*** Opening of Provided material ***
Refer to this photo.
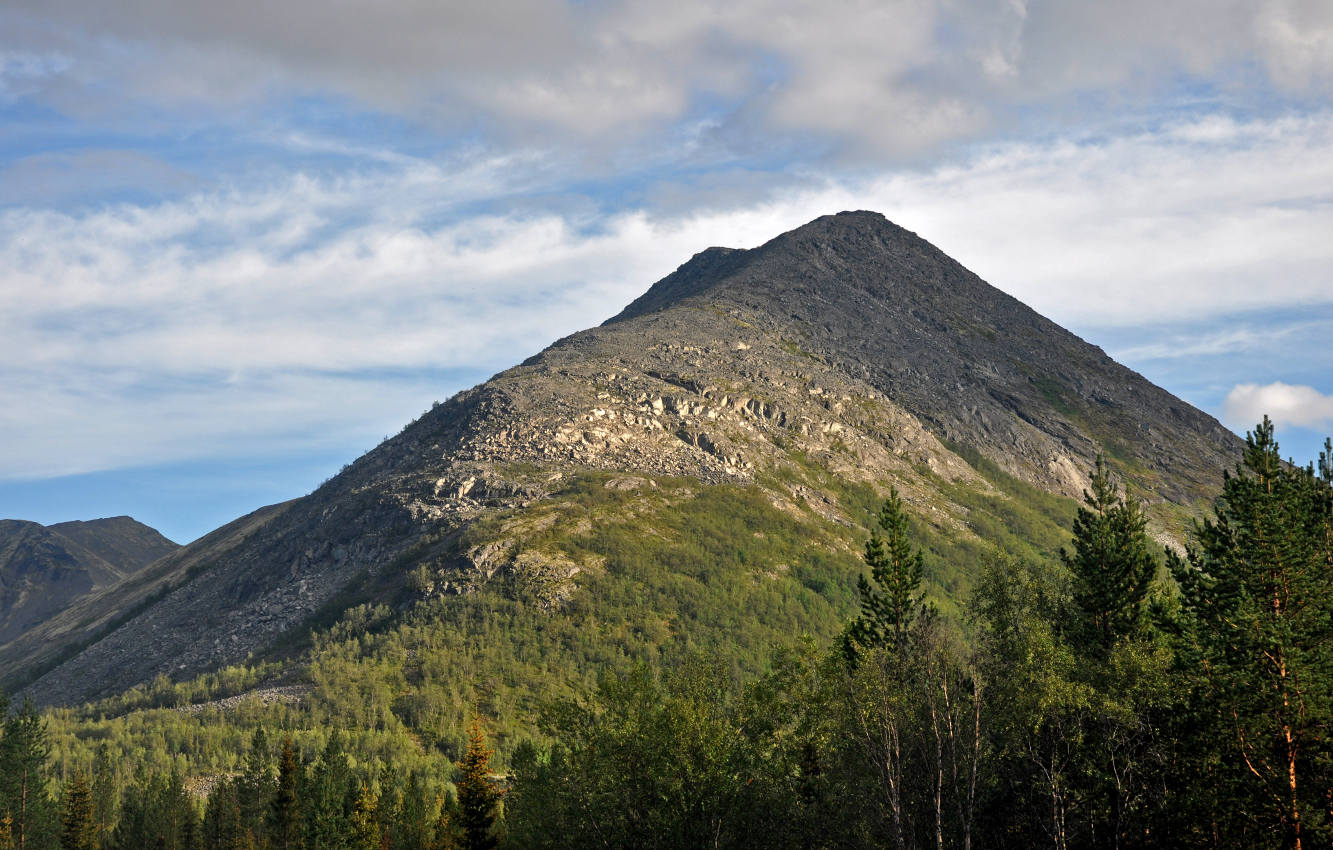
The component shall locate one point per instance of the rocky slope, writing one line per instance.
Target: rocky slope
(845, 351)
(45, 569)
*** Close of Provided material ***
*** Opening of Provided material ***
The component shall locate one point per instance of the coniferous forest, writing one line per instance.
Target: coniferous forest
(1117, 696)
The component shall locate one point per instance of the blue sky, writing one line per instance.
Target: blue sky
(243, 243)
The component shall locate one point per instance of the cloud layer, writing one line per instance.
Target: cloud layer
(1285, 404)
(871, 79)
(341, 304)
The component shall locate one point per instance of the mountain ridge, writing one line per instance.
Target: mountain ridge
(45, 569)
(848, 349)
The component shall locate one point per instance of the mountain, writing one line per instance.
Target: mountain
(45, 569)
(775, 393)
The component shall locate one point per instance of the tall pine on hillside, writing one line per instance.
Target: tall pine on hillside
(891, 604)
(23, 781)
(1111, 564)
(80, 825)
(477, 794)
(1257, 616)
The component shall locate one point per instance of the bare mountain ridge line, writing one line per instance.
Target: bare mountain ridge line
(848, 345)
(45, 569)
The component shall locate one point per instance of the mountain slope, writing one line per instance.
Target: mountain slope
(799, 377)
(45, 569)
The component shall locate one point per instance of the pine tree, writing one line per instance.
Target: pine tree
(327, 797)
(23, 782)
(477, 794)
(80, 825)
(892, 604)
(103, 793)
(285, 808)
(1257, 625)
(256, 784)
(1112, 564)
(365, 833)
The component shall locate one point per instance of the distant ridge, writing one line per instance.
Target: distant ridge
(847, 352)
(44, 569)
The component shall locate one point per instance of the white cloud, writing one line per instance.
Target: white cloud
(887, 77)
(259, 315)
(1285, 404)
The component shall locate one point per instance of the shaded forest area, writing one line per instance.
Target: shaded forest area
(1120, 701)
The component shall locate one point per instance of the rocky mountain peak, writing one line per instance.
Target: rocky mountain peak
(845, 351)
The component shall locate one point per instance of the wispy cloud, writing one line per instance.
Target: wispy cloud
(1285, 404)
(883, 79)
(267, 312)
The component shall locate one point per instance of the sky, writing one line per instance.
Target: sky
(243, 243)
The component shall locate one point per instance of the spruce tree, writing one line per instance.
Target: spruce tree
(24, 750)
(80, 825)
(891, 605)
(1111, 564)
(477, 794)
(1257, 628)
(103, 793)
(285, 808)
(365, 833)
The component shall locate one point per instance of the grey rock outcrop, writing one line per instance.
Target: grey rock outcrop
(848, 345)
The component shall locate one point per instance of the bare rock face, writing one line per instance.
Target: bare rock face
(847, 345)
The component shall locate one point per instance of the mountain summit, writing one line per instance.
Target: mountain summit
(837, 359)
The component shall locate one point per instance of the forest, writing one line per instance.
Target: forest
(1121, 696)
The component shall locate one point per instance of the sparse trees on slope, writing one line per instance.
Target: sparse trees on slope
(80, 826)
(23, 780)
*** Close of Provided material ***
◆ Task directions
Set down only the lines above that fall between the line holding "The component shall locate one point per instance of the wispy" and the line holding "The component shall locate one point per instance of the spruce", inclusive, keeping each exact.

◆ Answer to the exercise
The component shall locate one point per instance of the wispy cloud, writing one line per instance.
Target: wispy cloud
(1285, 404)
(883, 79)
(267, 312)
The component shall locate one point per instance of the sky, writing one line per instance.
Target: sky
(243, 243)
The component shall locate one point per instance of the spruce tree, writing one line per instance.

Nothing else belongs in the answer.